Boundary labeling items:
============
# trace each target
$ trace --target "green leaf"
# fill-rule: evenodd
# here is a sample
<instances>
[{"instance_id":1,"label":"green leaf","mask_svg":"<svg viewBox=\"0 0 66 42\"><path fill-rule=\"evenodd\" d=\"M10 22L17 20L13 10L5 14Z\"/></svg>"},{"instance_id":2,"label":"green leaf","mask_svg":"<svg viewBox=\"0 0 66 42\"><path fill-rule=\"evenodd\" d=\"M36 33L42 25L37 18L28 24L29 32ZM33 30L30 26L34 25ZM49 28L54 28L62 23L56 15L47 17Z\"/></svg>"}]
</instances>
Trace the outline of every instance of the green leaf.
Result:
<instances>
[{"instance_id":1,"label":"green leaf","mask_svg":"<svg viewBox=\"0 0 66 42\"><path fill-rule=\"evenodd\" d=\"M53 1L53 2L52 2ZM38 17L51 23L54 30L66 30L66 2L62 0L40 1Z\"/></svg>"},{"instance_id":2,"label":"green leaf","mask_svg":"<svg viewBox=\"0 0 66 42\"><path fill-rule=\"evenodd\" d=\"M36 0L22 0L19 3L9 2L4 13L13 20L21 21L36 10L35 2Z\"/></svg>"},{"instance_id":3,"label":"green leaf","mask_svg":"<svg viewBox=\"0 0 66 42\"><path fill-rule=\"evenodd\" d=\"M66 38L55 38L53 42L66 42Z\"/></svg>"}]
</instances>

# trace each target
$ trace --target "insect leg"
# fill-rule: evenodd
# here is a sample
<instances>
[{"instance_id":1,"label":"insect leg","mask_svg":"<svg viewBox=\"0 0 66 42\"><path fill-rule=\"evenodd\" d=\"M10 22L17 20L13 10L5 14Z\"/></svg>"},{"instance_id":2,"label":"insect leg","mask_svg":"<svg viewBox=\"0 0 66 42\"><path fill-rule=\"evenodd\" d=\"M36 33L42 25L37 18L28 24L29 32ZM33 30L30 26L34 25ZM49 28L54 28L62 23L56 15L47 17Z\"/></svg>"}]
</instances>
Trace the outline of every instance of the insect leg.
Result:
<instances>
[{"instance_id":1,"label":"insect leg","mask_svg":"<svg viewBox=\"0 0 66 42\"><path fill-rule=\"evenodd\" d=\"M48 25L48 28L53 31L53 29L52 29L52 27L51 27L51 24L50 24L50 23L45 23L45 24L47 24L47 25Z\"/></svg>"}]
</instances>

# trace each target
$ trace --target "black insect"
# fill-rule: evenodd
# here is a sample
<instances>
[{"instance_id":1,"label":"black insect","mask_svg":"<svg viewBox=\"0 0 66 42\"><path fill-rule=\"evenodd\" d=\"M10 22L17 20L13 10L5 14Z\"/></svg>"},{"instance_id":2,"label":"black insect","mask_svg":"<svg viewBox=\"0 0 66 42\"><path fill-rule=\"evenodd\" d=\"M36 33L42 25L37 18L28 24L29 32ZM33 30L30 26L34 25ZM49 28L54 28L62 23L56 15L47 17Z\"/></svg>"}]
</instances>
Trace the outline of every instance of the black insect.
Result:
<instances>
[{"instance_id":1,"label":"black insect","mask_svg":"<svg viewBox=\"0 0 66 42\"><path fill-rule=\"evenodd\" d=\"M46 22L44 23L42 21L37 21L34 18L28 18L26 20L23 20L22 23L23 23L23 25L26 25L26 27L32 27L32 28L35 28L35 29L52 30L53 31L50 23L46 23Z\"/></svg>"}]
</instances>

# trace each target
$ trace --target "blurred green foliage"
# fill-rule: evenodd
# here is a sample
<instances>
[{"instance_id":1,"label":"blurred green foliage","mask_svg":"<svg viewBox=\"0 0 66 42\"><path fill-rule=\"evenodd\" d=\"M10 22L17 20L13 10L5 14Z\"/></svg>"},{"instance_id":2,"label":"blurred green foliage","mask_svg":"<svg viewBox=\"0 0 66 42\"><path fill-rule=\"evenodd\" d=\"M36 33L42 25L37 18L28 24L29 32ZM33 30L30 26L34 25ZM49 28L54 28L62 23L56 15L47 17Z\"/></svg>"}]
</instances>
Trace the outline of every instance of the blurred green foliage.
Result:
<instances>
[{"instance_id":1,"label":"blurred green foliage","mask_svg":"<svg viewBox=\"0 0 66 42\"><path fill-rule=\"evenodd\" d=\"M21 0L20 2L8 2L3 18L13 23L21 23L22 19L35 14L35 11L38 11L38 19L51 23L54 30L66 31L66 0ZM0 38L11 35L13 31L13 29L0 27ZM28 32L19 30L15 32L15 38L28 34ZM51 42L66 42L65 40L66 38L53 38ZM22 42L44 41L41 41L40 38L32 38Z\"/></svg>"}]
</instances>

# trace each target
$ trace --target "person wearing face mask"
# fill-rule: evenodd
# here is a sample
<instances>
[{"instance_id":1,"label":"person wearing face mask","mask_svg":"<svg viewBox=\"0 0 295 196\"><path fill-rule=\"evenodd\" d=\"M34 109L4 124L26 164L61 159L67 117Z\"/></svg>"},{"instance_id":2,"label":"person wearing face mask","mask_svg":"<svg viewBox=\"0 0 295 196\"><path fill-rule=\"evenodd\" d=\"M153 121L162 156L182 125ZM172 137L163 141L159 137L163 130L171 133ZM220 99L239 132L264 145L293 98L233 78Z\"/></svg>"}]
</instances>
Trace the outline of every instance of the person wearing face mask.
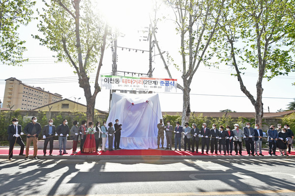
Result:
<instances>
[{"instance_id":1,"label":"person wearing face mask","mask_svg":"<svg viewBox=\"0 0 295 196\"><path fill-rule=\"evenodd\" d=\"M206 153L208 154L209 152L209 143L210 142L210 129L207 128L207 124L205 122L203 123L202 128L200 131L201 137L202 139L202 154L204 154L204 149L205 144L206 145Z\"/></svg>"},{"instance_id":2,"label":"person wearing face mask","mask_svg":"<svg viewBox=\"0 0 295 196\"><path fill-rule=\"evenodd\" d=\"M162 148L164 148L164 131L166 129L166 127L163 123L162 119L160 119L160 123L157 125L157 127L158 128L158 149L160 148L160 140L161 140Z\"/></svg>"},{"instance_id":3,"label":"person wearing face mask","mask_svg":"<svg viewBox=\"0 0 295 196\"><path fill-rule=\"evenodd\" d=\"M80 143L80 152L83 153L83 145L86 140L86 130L87 130L87 124L86 120L82 120L82 125L79 128L79 133L81 136L81 142Z\"/></svg>"},{"instance_id":4,"label":"person wearing face mask","mask_svg":"<svg viewBox=\"0 0 295 196\"><path fill-rule=\"evenodd\" d=\"M236 155L237 155L237 145L238 145L238 152L240 155L242 155L242 137L245 137L243 132L239 128L238 124L235 124L235 129L233 130L233 133L235 135L234 138L234 143L235 143L235 151Z\"/></svg>"},{"instance_id":5,"label":"person wearing face mask","mask_svg":"<svg viewBox=\"0 0 295 196\"><path fill-rule=\"evenodd\" d=\"M101 126L101 140L102 142L101 150L102 150L103 152L106 152L106 143L107 142L107 137L108 136L107 128L106 127L106 124L107 123L106 122L104 122L103 125Z\"/></svg>"},{"instance_id":6,"label":"person wearing face mask","mask_svg":"<svg viewBox=\"0 0 295 196\"><path fill-rule=\"evenodd\" d=\"M185 128L182 132L184 139L184 151L186 151L186 145L188 145L188 151L190 151L190 139L192 136L190 134L191 128L188 126L188 123L186 122L184 124Z\"/></svg>"},{"instance_id":7,"label":"person wearing face mask","mask_svg":"<svg viewBox=\"0 0 295 196\"><path fill-rule=\"evenodd\" d=\"M57 128L57 134L59 136L59 155L67 154L65 150L66 147L66 139L69 136L70 129L67 125L67 120L64 119L62 120L62 124L59 125ZM61 149L63 152L61 153Z\"/></svg>"},{"instance_id":8,"label":"person wearing face mask","mask_svg":"<svg viewBox=\"0 0 295 196\"><path fill-rule=\"evenodd\" d=\"M83 152L92 153L96 151L96 144L94 134L96 130L94 128L93 122L89 122L89 128L86 131L86 140L83 146Z\"/></svg>"},{"instance_id":9,"label":"person wearing face mask","mask_svg":"<svg viewBox=\"0 0 295 196\"><path fill-rule=\"evenodd\" d=\"M195 143L196 143L196 153L198 153L199 150L199 141L200 138L200 129L197 128L197 125L193 123L193 128L191 129L191 135L192 136L192 152L195 152ZM200 135L201 136L201 135Z\"/></svg>"},{"instance_id":10,"label":"person wearing face mask","mask_svg":"<svg viewBox=\"0 0 295 196\"><path fill-rule=\"evenodd\" d=\"M226 126L225 131L225 145L226 146L226 152L228 154L233 155L233 144L234 144L233 138L235 137L234 132L231 130L231 127Z\"/></svg>"},{"instance_id":11,"label":"person wearing face mask","mask_svg":"<svg viewBox=\"0 0 295 196\"><path fill-rule=\"evenodd\" d=\"M225 146L225 136L226 136L226 132L223 131L223 129L224 127L222 126L219 126L219 134L218 134L218 140L219 142L219 153L221 154L221 146L222 146L222 148L223 149L223 155L225 155L226 154L226 147Z\"/></svg>"},{"instance_id":12,"label":"person wearing face mask","mask_svg":"<svg viewBox=\"0 0 295 196\"><path fill-rule=\"evenodd\" d=\"M115 140L114 142L114 147L115 149L121 149L120 148L120 140L121 140L121 130L122 130L122 124L119 124L119 120L118 119L115 120L116 124L114 125L115 128Z\"/></svg>"},{"instance_id":13,"label":"person wearing face mask","mask_svg":"<svg viewBox=\"0 0 295 196\"><path fill-rule=\"evenodd\" d=\"M275 150L277 145L276 142L278 140L279 135L278 132L274 130L274 126L271 125L269 128L269 129L267 130L267 136L269 147L268 154L270 156L272 156L273 155L277 156L277 155L275 154Z\"/></svg>"},{"instance_id":14,"label":"person wearing face mask","mask_svg":"<svg viewBox=\"0 0 295 196\"><path fill-rule=\"evenodd\" d=\"M244 132L244 135L245 137L244 138L245 140L245 146L246 146L246 149L247 150L247 153L248 156L255 156L254 154L254 129L250 127L250 122L246 123L246 126L243 128L243 131ZM251 152L250 152L251 149Z\"/></svg>"},{"instance_id":15,"label":"person wearing face mask","mask_svg":"<svg viewBox=\"0 0 295 196\"><path fill-rule=\"evenodd\" d=\"M176 126L174 128L174 133L175 135L174 136L174 143L175 149L174 150L177 150L177 145L178 145L178 149L181 151L181 132L183 131L183 129L182 126L180 126L179 122L176 122Z\"/></svg>"},{"instance_id":16,"label":"person wearing face mask","mask_svg":"<svg viewBox=\"0 0 295 196\"><path fill-rule=\"evenodd\" d=\"M217 154L219 131L216 129L216 125L215 124L212 125L212 129L210 130L210 132L211 132L211 149L210 151L211 154L213 154L215 149L215 154Z\"/></svg>"},{"instance_id":17,"label":"person wearing face mask","mask_svg":"<svg viewBox=\"0 0 295 196\"><path fill-rule=\"evenodd\" d=\"M22 156L25 155L24 154L25 144L22 140L22 138L20 137L21 135L24 135L24 133L22 132L22 125L18 124L18 120L17 118L13 118L12 119L12 124L8 126L7 134L8 134L8 140L9 141L9 160L11 161L12 160L13 148L16 142L21 146L21 151L20 151L19 155Z\"/></svg>"},{"instance_id":18,"label":"person wearing face mask","mask_svg":"<svg viewBox=\"0 0 295 196\"><path fill-rule=\"evenodd\" d=\"M167 126L166 126L165 134L166 136L167 147L166 150L172 150L172 132L173 132L173 126L170 124L170 121L167 121Z\"/></svg>"},{"instance_id":19,"label":"person wearing face mask","mask_svg":"<svg viewBox=\"0 0 295 196\"><path fill-rule=\"evenodd\" d=\"M100 122L97 122L96 126L95 126L95 129L94 133L94 137L95 138L95 143L96 144L96 152L98 152L98 147L99 145L102 143L102 138L101 138L101 129L100 128Z\"/></svg>"},{"instance_id":20,"label":"person wearing face mask","mask_svg":"<svg viewBox=\"0 0 295 196\"><path fill-rule=\"evenodd\" d=\"M282 125L281 124L278 124L277 126L278 128L275 129L275 130L279 133L282 130Z\"/></svg>"},{"instance_id":21,"label":"person wearing face mask","mask_svg":"<svg viewBox=\"0 0 295 196\"><path fill-rule=\"evenodd\" d=\"M44 126L42 130L44 146L43 147L44 156L46 156L47 144L49 142L49 156L52 156L53 151L53 140L54 140L54 133L56 132L56 127L53 125L53 120L51 119L48 120L48 124Z\"/></svg>"},{"instance_id":22,"label":"person wearing face mask","mask_svg":"<svg viewBox=\"0 0 295 196\"><path fill-rule=\"evenodd\" d=\"M77 120L73 122L73 126L70 130L70 138L73 140L73 154L77 154L77 145L78 145L78 139L79 138L79 122Z\"/></svg>"},{"instance_id":23,"label":"person wearing face mask","mask_svg":"<svg viewBox=\"0 0 295 196\"><path fill-rule=\"evenodd\" d=\"M34 146L33 159L38 159L37 158L37 152L38 151L37 142L38 141L38 136L41 133L41 128L40 124L37 122L37 118L35 116L32 117L31 119L32 122L28 123L24 129L24 132L25 132L25 134L27 135L25 160L29 159L29 150L32 141Z\"/></svg>"},{"instance_id":24,"label":"person wearing face mask","mask_svg":"<svg viewBox=\"0 0 295 196\"><path fill-rule=\"evenodd\" d=\"M115 133L115 130L113 127L113 123L112 122L110 122L109 124L108 124L108 125L109 126L109 128L108 129L109 151L111 151L114 150L113 149L113 143L114 143L114 133Z\"/></svg>"},{"instance_id":25,"label":"person wearing face mask","mask_svg":"<svg viewBox=\"0 0 295 196\"><path fill-rule=\"evenodd\" d=\"M287 133L287 138L288 139L288 152L291 153L292 145L293 144L293 140L294 140L294 134L293 132L290 129L289 125L285 125L284 128L286 129Z\"/></svg>"},{"instance_id":26,"label":"person wearing face mask","mask_svg":"<svg viewBox=\"0 0 295 196\"><path fill-rule=\"evenodd\" d=\"M256 124L254 128L254 150L255 151L255 155L264 156L262 154L262 151L261 150L262 147L262 136L263 136L262 130L259 129L259 125L258 124ZM257 153L257 146L259 146L259 154Z\"/></svg>"},{"instance_id":27,"label":"person wearing face mask","mask_svg":"<svg viewBox=\"0 0 295 196\"><path fill-rule=\"evenodd\" d=\"M285 155L289 156L287 154L287 146L288 145L288 140L287 139L287 129L283 128L282 129L281 131L278 133L278 147L279 148L279 150L280 151L280 153L281 155L284 156L283 154L283 151L285 153Z\"/></svg>"}]
</instances>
============
What to work on
Filter the data above down to the lines that contain the word "every", and copy those lines out. Match case, so a differently capitalized form does not count.

The solution
Trace the outline of every instance of the green leaf.
Trace the outline of every instance of the insect leg.
Trace the outline of every instance of the black insect.
Trace the outline of every instance of the blurred green foliage.
Trace the outline of every instance of the person wearing face mask.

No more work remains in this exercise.